◆ **Exercise inputs**:
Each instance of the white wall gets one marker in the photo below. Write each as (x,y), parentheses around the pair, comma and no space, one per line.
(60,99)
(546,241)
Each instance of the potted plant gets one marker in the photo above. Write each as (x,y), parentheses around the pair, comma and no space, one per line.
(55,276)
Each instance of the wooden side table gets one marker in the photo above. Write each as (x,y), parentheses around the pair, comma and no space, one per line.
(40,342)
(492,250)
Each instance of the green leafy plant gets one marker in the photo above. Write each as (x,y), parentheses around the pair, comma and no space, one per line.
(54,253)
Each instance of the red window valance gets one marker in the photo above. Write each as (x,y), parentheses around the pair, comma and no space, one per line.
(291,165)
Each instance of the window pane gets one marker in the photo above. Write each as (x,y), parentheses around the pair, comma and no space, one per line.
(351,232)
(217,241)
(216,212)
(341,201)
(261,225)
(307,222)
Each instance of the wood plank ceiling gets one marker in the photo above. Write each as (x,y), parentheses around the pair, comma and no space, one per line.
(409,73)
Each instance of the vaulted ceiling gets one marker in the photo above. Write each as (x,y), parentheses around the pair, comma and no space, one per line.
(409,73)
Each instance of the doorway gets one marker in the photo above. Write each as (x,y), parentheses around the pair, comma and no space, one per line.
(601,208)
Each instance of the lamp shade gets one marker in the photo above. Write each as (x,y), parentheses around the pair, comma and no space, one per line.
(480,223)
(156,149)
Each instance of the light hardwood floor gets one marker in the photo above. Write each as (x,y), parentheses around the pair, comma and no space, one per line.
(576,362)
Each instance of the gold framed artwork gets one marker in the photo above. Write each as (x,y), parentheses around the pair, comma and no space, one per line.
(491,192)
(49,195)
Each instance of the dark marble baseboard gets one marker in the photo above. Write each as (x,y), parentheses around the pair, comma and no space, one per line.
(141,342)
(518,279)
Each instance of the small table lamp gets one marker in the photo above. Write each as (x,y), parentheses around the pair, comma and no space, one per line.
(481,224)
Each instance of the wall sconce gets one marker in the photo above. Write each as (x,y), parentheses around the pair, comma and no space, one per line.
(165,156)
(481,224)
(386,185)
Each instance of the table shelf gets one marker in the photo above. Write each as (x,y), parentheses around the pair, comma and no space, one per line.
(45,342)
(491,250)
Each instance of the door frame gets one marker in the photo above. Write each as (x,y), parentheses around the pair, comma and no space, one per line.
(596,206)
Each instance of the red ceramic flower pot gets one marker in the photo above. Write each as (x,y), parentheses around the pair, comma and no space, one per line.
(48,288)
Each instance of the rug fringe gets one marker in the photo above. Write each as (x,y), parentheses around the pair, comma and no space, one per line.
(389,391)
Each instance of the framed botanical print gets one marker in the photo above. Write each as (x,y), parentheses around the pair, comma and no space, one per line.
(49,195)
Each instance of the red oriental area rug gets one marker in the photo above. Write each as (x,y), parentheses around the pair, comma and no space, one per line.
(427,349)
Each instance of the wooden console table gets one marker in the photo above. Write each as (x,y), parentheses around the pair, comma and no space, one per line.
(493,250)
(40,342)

◆ **Work item**: Produce a faithful copy of all the material above.

◆ **Answer box**:
Each instance of the white wall gets one marker in the photo below. Write each as (x,y), parentheses around the pair, comma and no space, one per line.
(60,99)
(546,241)
Each instance of the potted plant gets one marker in the photo above. Write each as (x,y), parentheses around the pair, comma and no space, one per line.
(55,276)
Each instance of the wooden side table gets one marker in the photo above. Write each as (x,y), parentheses around the pair, comma and no space, one per line.
(40,342)
(492,250)
Each instance of the green leafy plant gets one marker in the photo above. Write each as (x,y), parentheses around the pair, comma and no space, one per line.
(54,253)
Each instance of the red window valance gets one marker in the photo above. Write each as (x,y), parentheses around the pair, comma and no space, one per line.
(291,165)
Each instance of the window pane gets one marker in the photo above. Write each as (x,y), parentheses around the pair, comma and no space, one per line.
(351,232)
(217,241)
(216,212)
(341,201)
(261,225)
(307,222)
Each instance of the wood plank ceiling gets one marker in the photo above. Write each as (x,y), parentheses around the pair, comma and no space, one per line.
(409,73)
Each instance of the vaulted ceiling gets one marker in the photo above. Write each as (x,y), parentheses around the pair, comma and no space, one per line.
(409,73)
Each instance of the doorway gets one marker in the photo above. Write each as (x,y), parentheses around the pair, comma and no space, one per line.
(601,208)
Each instance of the lamp shade gets one marker in the photo above. Write each as (x,y), parentheses around the pair, comma and no space, one per line.
(480,223)
(156,149)
Each instance of the light hardwood floor gets one marker in the photo above. Write each as (x,y), parentheses around the pair, comma and no space, one per line.
(576,362)
Each instance of the gold framed artwork gets one marker in the photo above. Write each as (x,y), parentheses around the pair, comma and no space, one per line.
(491,192)
(49,195)
Each instance of the dark marble baseboard gets one marker in the photo above. Write each as (x,y), parentheses around the pair, comma and no space, one per line.
(141,342)
(518,279)
Each instance of the small table lamp gets one marker in the photo above. Write each as (x,y), parentheses around the pair, comma and no space, one per line.
(481,224)
Each instance of the wall sconce gets one marker in the photo above. Write each as (x,y), parentheses around the pair, comma and no space, one per line.
(165,156)
(481,224)
(386,185)
Each instance of the table shelf gets one marker in the photo above. Write each as (x,y), parentheses around the pair, comma and no space, one per line.
(45,342)
(491,250)
Each instance of the door frame gets one marker in the photo above. Write each as (x,y), parentheses around the pair, comma and no space, one per line.
(596,206)
Each instance of the red ceramic flower pot gets one marker in the photo above. Write each as (x,y), parentheses around the pair, comma and no space, one per line.
(48,288)
Each instance of the rug fringe gets one marker in the photo above. Write each as (x,y), parentheses around the pair, comma and no space, one per line.
(389,391)
Each instance of the framed botanical print gets one marker in the photo above. Write each as (x,y), parentheses around the pair, comma and no space, one per line.
(49,195)
Each instance of the red oriental area rug gets one marker in the photo above. Write each as (x,y), parentheses around the pair, comma and no space, one per line.
(427,349)
Each instance of the wooden console table gets one marker in the photo above. Write each as (x,y), parentheses around the pair, comma and no space, one per line.
(493,250)
(40,342)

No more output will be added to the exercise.